● EXERCISE GOAL
Substitute "mobile phone" for "smartphone" in the records between the line holding "like x=154, y=492." and the line holding "x=481, y=434", inclusive. Reproduce only those lines, leaving all other text unchanged.

--- --- ---

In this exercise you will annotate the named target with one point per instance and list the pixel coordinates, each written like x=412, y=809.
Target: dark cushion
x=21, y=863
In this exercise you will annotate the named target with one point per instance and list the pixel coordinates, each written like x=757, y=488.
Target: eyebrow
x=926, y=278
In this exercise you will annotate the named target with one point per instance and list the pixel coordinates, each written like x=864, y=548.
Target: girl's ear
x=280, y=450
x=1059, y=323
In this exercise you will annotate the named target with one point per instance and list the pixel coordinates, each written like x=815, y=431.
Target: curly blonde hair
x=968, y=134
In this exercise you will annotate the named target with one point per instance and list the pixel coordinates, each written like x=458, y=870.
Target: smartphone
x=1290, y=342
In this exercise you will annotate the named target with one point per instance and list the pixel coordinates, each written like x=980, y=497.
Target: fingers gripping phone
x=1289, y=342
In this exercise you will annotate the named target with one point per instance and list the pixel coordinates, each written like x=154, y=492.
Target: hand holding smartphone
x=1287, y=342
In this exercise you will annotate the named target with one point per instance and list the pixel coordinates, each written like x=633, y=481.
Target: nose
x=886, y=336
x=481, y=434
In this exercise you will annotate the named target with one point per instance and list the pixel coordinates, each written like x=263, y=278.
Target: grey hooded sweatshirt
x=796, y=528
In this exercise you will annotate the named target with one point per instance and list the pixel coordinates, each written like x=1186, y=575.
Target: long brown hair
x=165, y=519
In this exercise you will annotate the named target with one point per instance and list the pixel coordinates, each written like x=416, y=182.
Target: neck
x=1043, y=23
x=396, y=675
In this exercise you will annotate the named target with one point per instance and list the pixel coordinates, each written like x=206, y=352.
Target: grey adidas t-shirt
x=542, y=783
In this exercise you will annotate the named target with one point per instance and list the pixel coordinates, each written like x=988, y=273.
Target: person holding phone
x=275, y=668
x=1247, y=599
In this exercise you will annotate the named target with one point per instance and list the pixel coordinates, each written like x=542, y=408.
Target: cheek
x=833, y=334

--- --- ---

● TASK ANSWER
In this exercise you will annotate the named target with one point per instance and list the pixel coordinates, each written like x=154, y=492.
Target: hand holding mobile phone
x=1287, y=342
In this exercise you will annotate the named target with one point per instance and list the pixel coordinates, each written like x=633, y=481.
Target: nose
x=886, y=336
x=481, y=434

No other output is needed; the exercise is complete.